Given problem —
Render the data from the line containing "-- sample [215,284]." through the end of the data as a Markdown table with the columns Row and Line. Number each line in Row, put its text in Line, and leave out any blank lines.

Data provided —
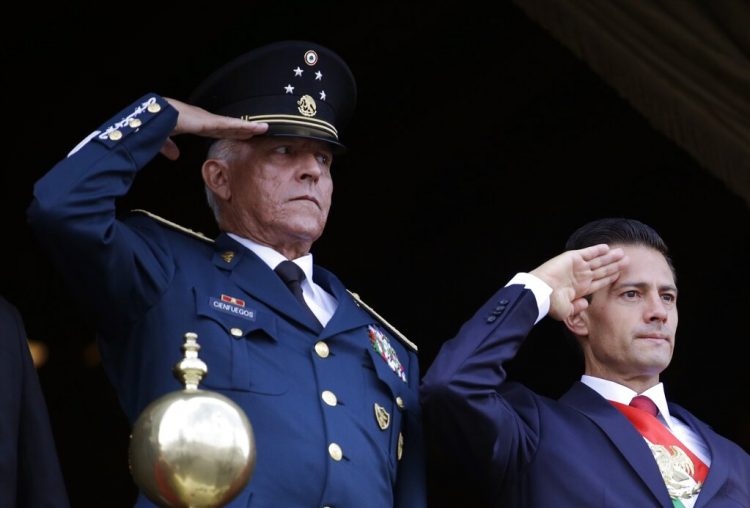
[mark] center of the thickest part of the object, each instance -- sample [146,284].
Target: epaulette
[174,225]
[382,320]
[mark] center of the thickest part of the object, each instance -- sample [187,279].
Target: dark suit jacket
[29,469]
[531,451]
[147,283]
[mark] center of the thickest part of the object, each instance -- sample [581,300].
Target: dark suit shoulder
[172,225]
[401,337]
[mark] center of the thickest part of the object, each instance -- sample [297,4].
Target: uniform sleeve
[73,212]
[411,483]
[472,418]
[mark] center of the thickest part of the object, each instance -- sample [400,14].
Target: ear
[577,324]
[216,177]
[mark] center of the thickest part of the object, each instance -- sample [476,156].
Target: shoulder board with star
[385,323]
[174,225]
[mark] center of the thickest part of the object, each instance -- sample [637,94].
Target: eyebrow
[644,285]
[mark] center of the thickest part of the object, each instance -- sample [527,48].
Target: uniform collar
[272,257]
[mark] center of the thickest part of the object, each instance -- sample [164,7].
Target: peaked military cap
[300,88]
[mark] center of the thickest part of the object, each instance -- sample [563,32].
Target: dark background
[479,143]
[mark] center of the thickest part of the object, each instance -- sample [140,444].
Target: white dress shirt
[321,303]
[622,394]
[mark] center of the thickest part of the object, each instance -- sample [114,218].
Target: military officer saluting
[330,388]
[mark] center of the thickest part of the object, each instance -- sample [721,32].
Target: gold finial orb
[192,448]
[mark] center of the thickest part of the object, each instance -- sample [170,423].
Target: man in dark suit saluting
[613,439]
[30,472]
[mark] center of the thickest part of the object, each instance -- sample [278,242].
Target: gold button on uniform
[329,398]
[322,349]
[335,452]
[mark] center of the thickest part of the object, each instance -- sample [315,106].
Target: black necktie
[293,275]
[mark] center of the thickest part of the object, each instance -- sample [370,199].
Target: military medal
[382,346]
[382,416]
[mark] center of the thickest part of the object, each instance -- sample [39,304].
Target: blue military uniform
[335,410]
[31,476]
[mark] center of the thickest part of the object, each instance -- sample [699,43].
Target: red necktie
[675,460]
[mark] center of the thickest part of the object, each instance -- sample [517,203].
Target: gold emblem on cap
[306,106]
[311,57]
[382,416]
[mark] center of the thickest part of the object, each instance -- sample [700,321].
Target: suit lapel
[251,274]
[622,434]
[717,472]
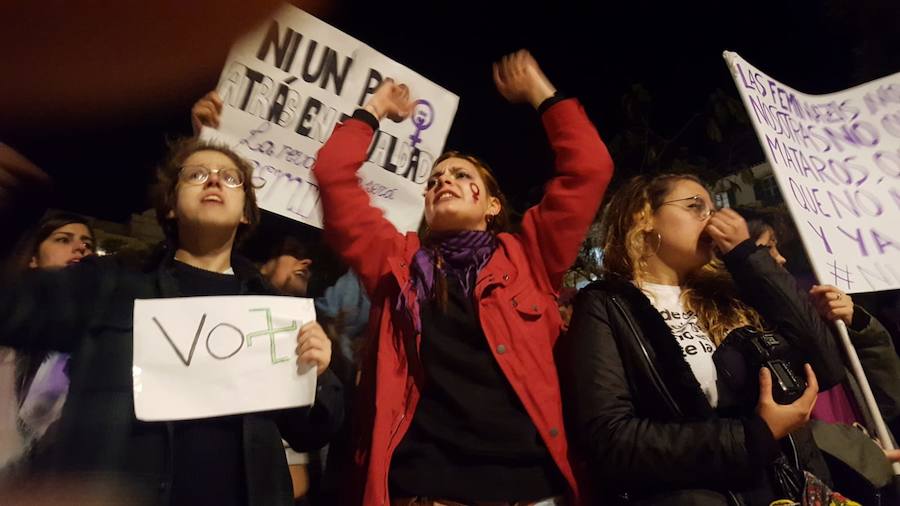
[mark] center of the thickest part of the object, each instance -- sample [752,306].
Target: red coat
[515,292]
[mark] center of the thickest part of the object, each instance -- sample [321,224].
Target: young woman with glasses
[644,397]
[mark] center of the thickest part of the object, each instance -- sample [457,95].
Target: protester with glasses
[645,394]
[205,205]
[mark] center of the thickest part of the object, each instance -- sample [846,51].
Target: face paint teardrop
[476,191]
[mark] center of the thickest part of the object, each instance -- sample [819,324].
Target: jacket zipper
[657,379]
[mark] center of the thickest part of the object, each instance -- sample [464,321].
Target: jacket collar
[677,375]
[246,272]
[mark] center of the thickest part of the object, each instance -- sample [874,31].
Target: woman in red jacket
[460,400]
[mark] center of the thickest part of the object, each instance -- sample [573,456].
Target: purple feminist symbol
[422,118]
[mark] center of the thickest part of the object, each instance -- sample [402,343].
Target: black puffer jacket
[635,409]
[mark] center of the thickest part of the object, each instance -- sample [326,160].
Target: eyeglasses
[199,174]
[698,206]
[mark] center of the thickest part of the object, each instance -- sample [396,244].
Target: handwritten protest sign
[286,86]
[198,357]
[836,158]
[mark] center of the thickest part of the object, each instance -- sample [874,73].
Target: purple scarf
[460,255]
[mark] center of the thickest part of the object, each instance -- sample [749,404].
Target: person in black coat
[644,398]
[205,203]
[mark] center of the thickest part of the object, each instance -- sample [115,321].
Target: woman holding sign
[460,399]
[688,380]
[204,204]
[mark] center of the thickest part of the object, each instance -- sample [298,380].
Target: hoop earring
[658,244]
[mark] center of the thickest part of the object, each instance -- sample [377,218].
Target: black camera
[745,350]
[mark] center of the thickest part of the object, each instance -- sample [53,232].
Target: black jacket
[87,310]
[636,410]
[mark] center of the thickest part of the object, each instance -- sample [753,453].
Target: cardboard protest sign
[285,87]
[198,357]
[836,158]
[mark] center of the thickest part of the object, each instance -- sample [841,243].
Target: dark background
[650,74]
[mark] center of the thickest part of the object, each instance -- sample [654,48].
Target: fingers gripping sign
[207,112]
[832,303]
[313,347]
[390,100]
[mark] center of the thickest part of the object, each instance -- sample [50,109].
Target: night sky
[592,50]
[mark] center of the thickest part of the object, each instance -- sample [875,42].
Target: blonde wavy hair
[628,241]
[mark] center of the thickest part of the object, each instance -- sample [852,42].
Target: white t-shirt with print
[696,346]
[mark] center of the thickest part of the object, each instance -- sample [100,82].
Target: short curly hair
[165,191]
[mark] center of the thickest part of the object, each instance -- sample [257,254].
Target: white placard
[287,84]
[836,158]
[199,357]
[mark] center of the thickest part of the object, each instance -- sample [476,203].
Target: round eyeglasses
[199,174]
[697,206]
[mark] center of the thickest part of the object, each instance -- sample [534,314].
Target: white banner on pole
[836,158]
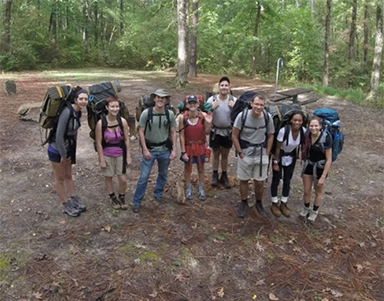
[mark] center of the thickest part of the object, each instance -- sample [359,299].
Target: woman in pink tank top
[112,145]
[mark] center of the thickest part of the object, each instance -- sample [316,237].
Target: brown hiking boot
[215,179]
[275,210]
[284,209]
[224,180]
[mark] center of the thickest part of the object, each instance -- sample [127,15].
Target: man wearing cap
[157,134]
[194,125]
[220,136]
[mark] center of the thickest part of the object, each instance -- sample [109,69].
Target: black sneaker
[69,209]
[260,209]
[75,200]
[242,211]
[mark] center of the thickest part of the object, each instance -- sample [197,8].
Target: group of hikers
[252,134]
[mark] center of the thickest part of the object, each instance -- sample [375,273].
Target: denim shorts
[54,157]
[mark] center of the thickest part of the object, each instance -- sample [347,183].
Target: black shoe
[224,180]
[69,209]
[215,179]
[260,209]
[75,200]
[242,211]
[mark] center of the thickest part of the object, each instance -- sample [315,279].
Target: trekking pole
[279,64]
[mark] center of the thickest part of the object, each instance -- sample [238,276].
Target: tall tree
[375,76]
[326,44]
[7,26]
[193,43]
[352,32]
[182,56]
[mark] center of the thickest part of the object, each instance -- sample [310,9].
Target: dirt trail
[198,251]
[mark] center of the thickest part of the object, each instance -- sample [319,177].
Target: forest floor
[198,251]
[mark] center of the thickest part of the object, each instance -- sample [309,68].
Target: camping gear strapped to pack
[282,115]
[98,95]
[55,99]
[331,124]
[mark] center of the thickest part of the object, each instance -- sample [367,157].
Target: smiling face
[113,107]
[82,100]
[314,126]
[297,121]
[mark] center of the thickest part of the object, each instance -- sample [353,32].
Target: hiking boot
[275,210]
[123,205]
[224,180]
[115,203]
[69,209]
[202,195]
[188,193]
[160,199]
[260,209]
[215,179]
[284,209]
[242,210]
[75,200]
[313,215]
[305,211]
[136,209]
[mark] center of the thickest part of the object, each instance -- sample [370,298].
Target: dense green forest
[328,42]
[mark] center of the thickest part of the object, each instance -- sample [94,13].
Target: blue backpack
[332,124]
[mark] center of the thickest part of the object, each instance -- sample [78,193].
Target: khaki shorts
[249,168]
[114,166]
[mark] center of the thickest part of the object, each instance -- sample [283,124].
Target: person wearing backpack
[157,134]
[252,137]
[317,156]
[62,153]
[112,145]
[288,141]
[220,136]
[194,125]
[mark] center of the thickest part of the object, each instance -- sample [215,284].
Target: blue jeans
[146,167]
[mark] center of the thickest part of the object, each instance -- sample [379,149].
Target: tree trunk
[121,17]
[182,66]
[255,50]
[352,33]
[375,77]
[7,26]
[326,44]
[193,46]
[366,34]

Task solution —
| Row | Line |
|---|---|
| 1 | [mark] center of the thickest part of the object, each instance -- sample [215,284]. |
| 2 | Target: blue jeans |
| 3 | [146,167] |
| 4 | [mark] center of the thickest part of the object, each instance -- sample [379,149]. |
| 5 | Target: tree trunk |
| 6 | [121,17] |
| 7 | [182,66] |
| 8 | [255,50] |
| 9 | [352,33] |
| 10 | [375,77] |
| 11 | [7,26] |
| 12 | [326,44] |
| 13 | [193,46] |
| 14 | [366,34] |